### Text segment
[Start]

Students in the Master of Science – Robotic Systems Development (MRSD) Program at Carnegie Mellon must complete 162 units of coursework as dictated by the curriculum to be eligible for graduation. The MRSD curriculum includes three semesters of coursework and an optional summer internship, resulting in a 16-month program. The suggested sequence of courses is outlined below. Detailed course descriptions can be accessed through the Schedule of Classes. Examples of projects developed by previous teams of students for the MRSD Project Course and Robot Autonomy can be found here.

1st Semester – 1st Fall Term:
Required Course: 16-642 – Manipulation, Mobility & Control
Required Course: 16-650 – Systems Engineering and Management for Robotics
Project Course: 16-681 – MRSD Project I
Business Seminar: 16-697 – Introduction to Robotics Business
One Technical Elective

2nd Semester – Spring Term:
Required Course: 16-662 – Robot Autonomy
Required Course: 16-720 – Introduction to Computer Vision
Project Course: 16-682 – MRSD Project II
Business Seminar: 16-698 – Advanced Topics in Robotics Business
One Technical Elective

Summer Term:
16-991 – Internship

3rd Semester – 2nd Fall Term:
Three Technical Electives
One – two Business Elective(s)

[End]

### Stated task
Copy the course sequence starting at "2nd Semester –" and ending at "two Business Elective(s)", substituting "Summer Session" for "Summer Term".

### Information supplied

[Start]

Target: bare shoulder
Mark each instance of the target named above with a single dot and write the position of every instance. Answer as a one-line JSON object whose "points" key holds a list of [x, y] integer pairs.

[End]

### Answer for the task
2nd Semester – Spring Term:
Required Course: 16-662 – Robot Autonomy
Required Course: 16-720 – Introduction to Computer Vision
Project Course: 16-682 – MRSD Project II
Business Seminar: 16-698 – Advanced Topics in Robotics Business
One Technical Elective

Summer Session:
16-991 – Internship

3rd Semester – 2nd Fall Term:
Three Technical Electives
One – two Business Elective(s)